■ PAGE EXCERPT ■
This study aimed to validate the Japanese version of the FSSB (FSSB-J) in a sample of Japanese employees. Specifically, the factorial and construct validity of this measure were examined, as well as its reliability (i.e., internal consistency and test–retest reliability). The development of the Japanese version of the FSSB scale was based on the COnsensus-based Standards for the selection of health Measurement INstruments (COSMIN) (Mokkink et al., 2018).

Materials and Methods

Translation of the FSSB

Professor Leslie Hammer, the author of the original version of FSSB, approved the development of the FSSB-J. First, the English version of the FSSB was translated into Japanese by two of the authors of this study (HE and YK), then back-translated to English by one author of this study (HK) who was blinded to the original items and is proficient in both English and Japanese. The back-translated version was confirmed by Professor Leslie Hammer. The original English version was compared with the back-translated version of the FSSB and created a preliminary Japanese version after terminology corrections.

■ STUDY MATERIAL ■
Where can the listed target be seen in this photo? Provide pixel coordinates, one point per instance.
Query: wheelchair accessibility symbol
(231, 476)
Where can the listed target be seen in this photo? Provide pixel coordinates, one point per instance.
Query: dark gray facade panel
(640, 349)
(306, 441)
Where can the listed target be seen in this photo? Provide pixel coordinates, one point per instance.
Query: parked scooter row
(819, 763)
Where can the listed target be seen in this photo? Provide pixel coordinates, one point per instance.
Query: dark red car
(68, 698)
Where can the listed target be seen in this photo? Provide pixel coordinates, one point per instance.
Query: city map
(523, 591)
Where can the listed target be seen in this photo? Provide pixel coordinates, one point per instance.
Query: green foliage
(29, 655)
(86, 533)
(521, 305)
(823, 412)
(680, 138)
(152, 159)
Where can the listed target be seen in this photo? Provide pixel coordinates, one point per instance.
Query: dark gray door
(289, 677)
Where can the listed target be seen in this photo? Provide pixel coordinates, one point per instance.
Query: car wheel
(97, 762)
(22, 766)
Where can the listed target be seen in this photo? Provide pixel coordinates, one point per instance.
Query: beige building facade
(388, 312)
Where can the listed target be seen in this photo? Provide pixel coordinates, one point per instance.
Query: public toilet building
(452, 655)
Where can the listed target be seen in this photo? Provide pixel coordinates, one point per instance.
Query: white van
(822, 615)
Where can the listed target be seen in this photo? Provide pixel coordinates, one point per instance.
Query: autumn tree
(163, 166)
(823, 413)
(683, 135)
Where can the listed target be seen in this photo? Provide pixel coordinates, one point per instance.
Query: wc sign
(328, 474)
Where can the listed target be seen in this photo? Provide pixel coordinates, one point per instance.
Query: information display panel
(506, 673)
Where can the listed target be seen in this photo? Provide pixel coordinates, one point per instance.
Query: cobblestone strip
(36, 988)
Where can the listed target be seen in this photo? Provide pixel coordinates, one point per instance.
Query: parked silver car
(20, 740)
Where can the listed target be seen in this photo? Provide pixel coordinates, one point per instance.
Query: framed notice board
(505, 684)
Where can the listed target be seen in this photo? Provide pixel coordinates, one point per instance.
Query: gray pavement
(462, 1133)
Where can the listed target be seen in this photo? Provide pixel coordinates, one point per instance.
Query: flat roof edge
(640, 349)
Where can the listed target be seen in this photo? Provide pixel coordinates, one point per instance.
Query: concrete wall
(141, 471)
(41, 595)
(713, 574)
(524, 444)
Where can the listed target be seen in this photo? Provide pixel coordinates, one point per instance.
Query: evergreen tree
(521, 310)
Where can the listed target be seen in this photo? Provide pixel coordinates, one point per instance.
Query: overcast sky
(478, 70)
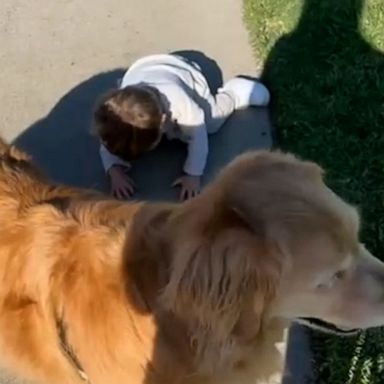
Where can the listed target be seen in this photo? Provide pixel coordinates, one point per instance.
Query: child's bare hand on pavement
(122, 186)
(189, 186)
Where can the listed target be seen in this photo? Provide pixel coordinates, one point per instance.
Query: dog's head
(269, 240)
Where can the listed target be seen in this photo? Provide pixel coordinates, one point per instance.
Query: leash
(68, 351)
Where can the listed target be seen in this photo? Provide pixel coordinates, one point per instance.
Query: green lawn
(324, 63)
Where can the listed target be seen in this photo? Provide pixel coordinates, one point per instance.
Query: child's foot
(247, 92)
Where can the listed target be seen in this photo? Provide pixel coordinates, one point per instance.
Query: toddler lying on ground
(166, 95)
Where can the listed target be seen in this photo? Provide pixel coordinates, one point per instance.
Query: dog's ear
(145, 255)
(220, 272)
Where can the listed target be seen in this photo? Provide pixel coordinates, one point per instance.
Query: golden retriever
(100, 291)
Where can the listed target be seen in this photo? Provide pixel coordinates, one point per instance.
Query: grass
(324, 63)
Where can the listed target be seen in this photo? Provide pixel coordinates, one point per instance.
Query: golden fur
(199, 292)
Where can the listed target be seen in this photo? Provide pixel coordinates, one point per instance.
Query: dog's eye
(339, 275)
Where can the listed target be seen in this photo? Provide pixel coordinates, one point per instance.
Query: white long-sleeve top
(185, 91)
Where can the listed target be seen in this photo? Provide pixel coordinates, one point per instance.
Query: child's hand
(122, 186)
(190, 186)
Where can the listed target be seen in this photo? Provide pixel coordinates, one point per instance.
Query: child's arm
(196, 160)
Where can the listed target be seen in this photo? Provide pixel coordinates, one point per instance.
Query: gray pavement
(57, 57)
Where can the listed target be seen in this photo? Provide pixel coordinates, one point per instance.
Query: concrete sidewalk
(57, 57)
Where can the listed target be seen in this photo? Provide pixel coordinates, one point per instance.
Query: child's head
(128, 121)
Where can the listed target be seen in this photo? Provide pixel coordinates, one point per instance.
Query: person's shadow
(327, 84)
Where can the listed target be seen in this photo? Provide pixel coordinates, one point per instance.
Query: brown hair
(128, 120)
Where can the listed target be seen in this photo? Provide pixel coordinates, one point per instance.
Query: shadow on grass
(327, 83)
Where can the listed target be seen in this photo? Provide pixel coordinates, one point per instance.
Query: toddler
(166, 95)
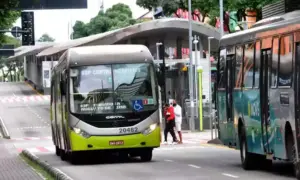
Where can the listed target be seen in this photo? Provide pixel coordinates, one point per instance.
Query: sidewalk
(12, 167)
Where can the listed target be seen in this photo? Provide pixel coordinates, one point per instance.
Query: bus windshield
(112, 88)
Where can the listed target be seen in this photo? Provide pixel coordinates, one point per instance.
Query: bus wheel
(146, 155)
(74, 158)
(292, 154)
(247, 158)
(63, 155)
(57, 151)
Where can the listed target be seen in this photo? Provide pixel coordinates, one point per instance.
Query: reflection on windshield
(111, 88)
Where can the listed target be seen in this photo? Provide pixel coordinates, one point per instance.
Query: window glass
(238, 66)
(248, 65)
(257, 64)
(113, 88)
(285, 61)
(222, 63)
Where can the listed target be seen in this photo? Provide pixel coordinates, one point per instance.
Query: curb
(3, 129)
(216, 141)
(56, 173)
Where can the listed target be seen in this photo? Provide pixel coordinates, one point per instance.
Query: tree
(118, 16)
(7, 16)
(46, 38)
(208, 8)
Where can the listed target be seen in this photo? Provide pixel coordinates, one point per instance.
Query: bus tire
(247, 159)
(63, 155)
(74, 159)
(146, 155)
(291, 151)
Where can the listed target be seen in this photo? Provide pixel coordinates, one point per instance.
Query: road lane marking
(5, 131)
(194, 166)
(229, 175)
(33, 89)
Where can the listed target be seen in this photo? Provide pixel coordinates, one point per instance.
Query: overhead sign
(7, 50)
(52, 4)
(16, 31)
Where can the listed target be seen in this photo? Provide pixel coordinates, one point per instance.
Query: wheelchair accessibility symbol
(138, 105)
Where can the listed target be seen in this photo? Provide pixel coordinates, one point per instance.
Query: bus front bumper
(80, 143)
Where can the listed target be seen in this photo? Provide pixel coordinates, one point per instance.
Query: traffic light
(27, 19)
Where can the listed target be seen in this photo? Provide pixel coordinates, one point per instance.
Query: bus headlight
(81, 132)
(150, 129)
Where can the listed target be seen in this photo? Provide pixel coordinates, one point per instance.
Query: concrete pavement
(20, 118)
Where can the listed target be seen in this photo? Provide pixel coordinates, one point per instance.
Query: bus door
(229, 98)
(297, 92)
(264, 97)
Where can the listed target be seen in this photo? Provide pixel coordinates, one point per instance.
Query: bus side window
(222, 74)
(238, 67)
(248, 65)
(274, 66)
(257, 64)
(285, 61)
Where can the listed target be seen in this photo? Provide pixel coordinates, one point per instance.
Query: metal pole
(157, 50)
(221, 18)
(191, 82)
(195, 72)
(209, 89)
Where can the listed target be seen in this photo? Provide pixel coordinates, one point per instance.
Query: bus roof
(268, 24)
(106, 54)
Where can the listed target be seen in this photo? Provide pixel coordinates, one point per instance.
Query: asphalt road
(23, 111)
(30, 119)
(199, 162)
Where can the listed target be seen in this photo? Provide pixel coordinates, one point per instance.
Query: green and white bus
(258, 92)
(105, 98)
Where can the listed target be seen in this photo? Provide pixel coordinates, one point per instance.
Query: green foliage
(7, 16)
(118, 16)
(208, 8)
(12, 40)
(46, 38)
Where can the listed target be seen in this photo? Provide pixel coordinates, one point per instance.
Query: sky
(56, 23)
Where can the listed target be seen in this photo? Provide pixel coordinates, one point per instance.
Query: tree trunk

■ ACTIVITY ■
In the text on translating the FSSB, write out everything from "Professor Leslie Hammer, the" down to "after terminology corrections.", changing "proficient" to "fluent".

■ WRITTEN ANSWER ■
Professor Leslie Hammer, the author of the original version of FSSB, approved the development of the FSSB-J. First, the English version of the FSSB was translated into Japanese by two of the authors of this study (HE and YK), then back-translated to English by one author of this study (HK) who was blinded to the original items and is fluent in both English and Japanese. The back-translated version was confirmed by Professor Leslie Hammer. The original English version was compared with the back-translated version of the FSSB and created a preliminary Japanese version after terminology corrections.